Natural-language object grounding data:
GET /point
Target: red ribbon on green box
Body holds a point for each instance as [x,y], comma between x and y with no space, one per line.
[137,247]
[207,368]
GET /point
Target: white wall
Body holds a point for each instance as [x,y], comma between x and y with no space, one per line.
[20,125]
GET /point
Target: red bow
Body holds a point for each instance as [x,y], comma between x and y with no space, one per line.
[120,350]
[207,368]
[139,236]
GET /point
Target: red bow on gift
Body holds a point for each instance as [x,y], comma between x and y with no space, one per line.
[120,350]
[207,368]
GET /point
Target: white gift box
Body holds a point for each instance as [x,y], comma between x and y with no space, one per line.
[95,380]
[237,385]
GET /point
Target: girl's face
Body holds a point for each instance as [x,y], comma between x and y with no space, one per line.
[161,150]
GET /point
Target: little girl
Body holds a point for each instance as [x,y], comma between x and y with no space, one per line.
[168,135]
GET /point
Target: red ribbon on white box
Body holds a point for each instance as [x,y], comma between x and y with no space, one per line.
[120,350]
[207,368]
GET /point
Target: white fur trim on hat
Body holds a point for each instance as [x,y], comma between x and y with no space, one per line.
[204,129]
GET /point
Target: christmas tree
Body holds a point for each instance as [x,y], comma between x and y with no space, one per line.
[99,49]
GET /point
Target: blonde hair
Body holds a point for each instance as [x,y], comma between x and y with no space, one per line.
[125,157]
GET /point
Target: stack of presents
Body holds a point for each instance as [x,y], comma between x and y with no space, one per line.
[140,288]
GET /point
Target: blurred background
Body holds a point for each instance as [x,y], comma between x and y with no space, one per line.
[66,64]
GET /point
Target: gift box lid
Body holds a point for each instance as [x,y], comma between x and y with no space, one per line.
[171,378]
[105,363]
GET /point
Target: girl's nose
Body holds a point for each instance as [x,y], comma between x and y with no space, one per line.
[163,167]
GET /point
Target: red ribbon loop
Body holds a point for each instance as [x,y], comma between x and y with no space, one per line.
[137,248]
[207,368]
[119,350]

▶ [What to work on]: After locating the line with "Target: gift box lid", please repeat it and every line after it exactly, through the end of the data above.

▶ [Solution for this exercise]:
Target: gift box lid
Body holds a point for each instance as [x,y], comma between x and y with no space, one per line.
[171,378]
[105,363]
GET /point
Target: girl's nose
Body holds a point for each instance as [x,y], comma between x and y with no space, one per line.
[163,167]
GET /point
Target: red ribbon loop
Body holds a point for each instance as [x,y], comma between x and y with no space, one per line.
[137,248]
[207,368]
[119,350]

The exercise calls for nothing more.